**Task goal**
Report each line of the listing below that contains the word "tree", copying it in full.

**Excerpted records**
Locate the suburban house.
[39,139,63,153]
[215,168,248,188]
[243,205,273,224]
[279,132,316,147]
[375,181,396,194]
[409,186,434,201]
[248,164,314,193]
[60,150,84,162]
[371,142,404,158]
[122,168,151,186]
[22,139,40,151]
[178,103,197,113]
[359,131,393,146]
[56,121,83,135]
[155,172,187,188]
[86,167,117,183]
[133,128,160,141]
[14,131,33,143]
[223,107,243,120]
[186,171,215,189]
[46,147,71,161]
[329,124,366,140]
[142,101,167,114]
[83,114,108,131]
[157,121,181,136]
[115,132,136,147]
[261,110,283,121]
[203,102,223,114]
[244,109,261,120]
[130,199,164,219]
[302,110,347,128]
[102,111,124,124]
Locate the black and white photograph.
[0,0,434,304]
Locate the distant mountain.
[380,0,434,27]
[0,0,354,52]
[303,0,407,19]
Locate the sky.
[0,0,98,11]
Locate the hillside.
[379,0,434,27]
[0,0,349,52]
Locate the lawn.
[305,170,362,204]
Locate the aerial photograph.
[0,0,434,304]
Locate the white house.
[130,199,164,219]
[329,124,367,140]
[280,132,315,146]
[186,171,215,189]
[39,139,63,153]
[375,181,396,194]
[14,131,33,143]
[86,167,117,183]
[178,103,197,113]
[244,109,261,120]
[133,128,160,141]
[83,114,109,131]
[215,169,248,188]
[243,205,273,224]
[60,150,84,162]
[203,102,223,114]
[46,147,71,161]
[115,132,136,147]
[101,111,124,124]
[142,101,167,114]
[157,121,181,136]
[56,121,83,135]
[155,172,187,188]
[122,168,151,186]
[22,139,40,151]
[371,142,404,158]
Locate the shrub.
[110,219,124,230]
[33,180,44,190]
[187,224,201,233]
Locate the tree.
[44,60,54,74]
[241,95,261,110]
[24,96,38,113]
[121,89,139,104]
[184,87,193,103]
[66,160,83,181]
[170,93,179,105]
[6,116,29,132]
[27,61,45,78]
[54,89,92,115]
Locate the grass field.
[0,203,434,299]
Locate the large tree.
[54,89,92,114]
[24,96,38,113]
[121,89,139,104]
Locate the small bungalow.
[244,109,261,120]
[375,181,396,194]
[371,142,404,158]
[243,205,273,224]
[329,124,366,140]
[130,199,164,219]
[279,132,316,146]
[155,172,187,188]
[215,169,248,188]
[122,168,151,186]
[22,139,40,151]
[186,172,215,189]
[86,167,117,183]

**Task solution**
Locate the tree.
Locate the large tree.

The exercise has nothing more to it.